— BEGIN SELECTION —
My recalcitrant guts now decided to go into overdrive. While I have rarely experienced the delights of an iron-bound intestinal tract, I am all too familiar with the trials of bowels laid waste by this or that microbe. When it happens, the hows and whys of it fall by the wayside, right nest to the toilet brush. The game was on in a big way.


Sandoz Azithromycin 500 mg. When you absolutely, positively, have to kill every nasty microbe in your gut, accept no substitute. Sandoz also made great LSD, back in the day. Just saying.

This, then, was what the last four days have been. When you are certain that not one more speck of anything could possible come out of the human body, the human body will prove you wrong. Over and over and over again. Solid food is a chore, and one taken in only very small doses. Dehydration is a real issues, most particularly when any liquid is coming out as fast as it goes in. There is one small benefit. That little pudge I was building around the middle, the month of rice and beans and meat? That sucker is gone, way gone. I am now thin as a pony rail.
— END SELECTION —
— BEGIN DATA ROWS —
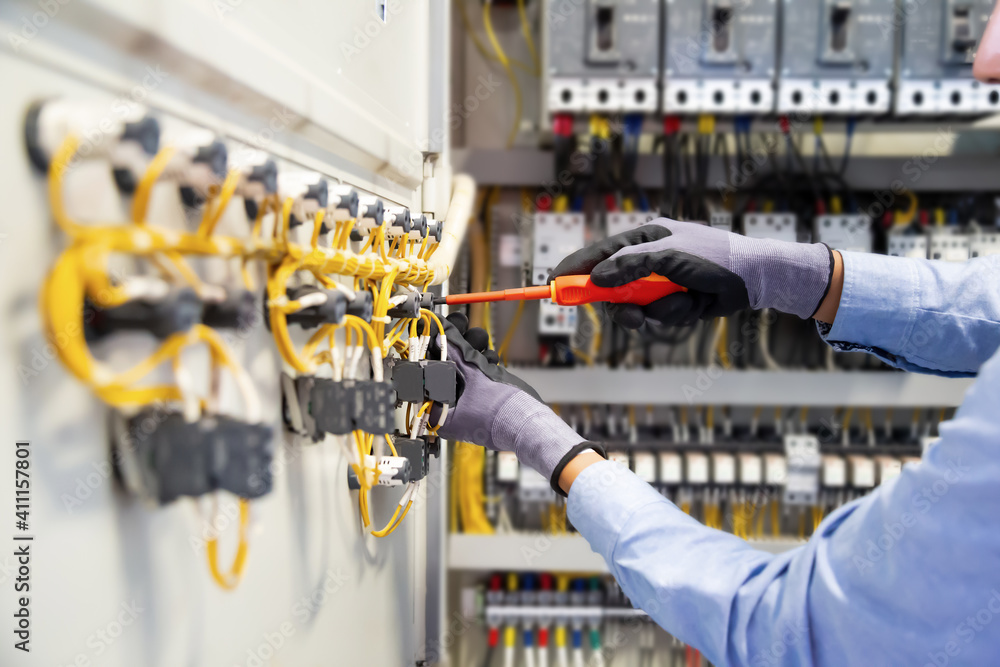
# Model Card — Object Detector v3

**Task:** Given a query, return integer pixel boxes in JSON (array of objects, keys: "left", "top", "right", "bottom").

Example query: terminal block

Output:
[
  {"left": 347, "top": 456, "right": 412, "bottom": 491},
  {"left": 84, "top": 287, "right": 204, "bottom": 341},
  {"left": 278, "top": 172, "right": 330, "bottom": 228},
  {"left": 236, "top": 151, "right": 278, "bottom": 220},
  {"left": 347, "top": 291, "right": 375, "bottom": 322},
  {"left": 323, "top": 185, "right": 358, "bottom": 231},
  {"left": 160, "top": 127, "right": 229, "bottom": 208},
  {"left": 386, "top": 292, "right": 420, "bottom": 319},
  {"left": 392, "top": 433, "right": 432, "bottom": 482},
  {"left": 24, "top": 99, "right": 160, "bottom": 193},
  {"left": 276, "top": 285, "right": 350, "bottom": 329},
  {"left": 351, "top": 195, "right": 385, "bottom": 241},
  {"left": 385, "top": 206, "right": 412, "bottom": 239},
  {"left": 392, "top": 359, "right": 458, "bottom": 405},
  {"left": 112, "top": 408, "right": 274, "bottom": 505},
  {"left": 306, "top": 378, "right": 396, "bottom": 435}
]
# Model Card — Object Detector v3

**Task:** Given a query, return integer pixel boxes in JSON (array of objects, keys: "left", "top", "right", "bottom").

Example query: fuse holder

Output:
[
  {"left": 201, "top": 290, "right": 257, "bottom": 329},
  {"left": 84, "top": 287, "right": 203, "bottom": 341}
]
— END DATA ROWS —
LIST OF TASKS:
1. From the passage on the gut trouble, give again the words starting at "This, then, was" and ending at "a pony rail.".
2. In the passage on the gut trouble, what else does the writer say Sandoz once made?
3. Translate this sentence from the passage on the gut trouble into Spanish: "Solid food is a chore, and one taken in only very small doses."

TASK-BY-TASK SOLUTIONS:
1.
This, then, was what the last four days have been. When you are certain that not one more speck of anything could possible come out of the human body, the human body will prove you wrong. Over and over and over again. Solid food is a chore, and one taken in only very small doses. Dehydration is a real issues, most particularly when any liquid is coming out as fast as it goes in. There is one small benefit. That little pudge I was building around the middle, the month of rice and beans and meat? That sucker is gone, way gone. I am now thin as a pony rail.

2. LSD.

3. La comida sólida es una tarea pesada, y una que se toma solo en dosis muy pequeñas.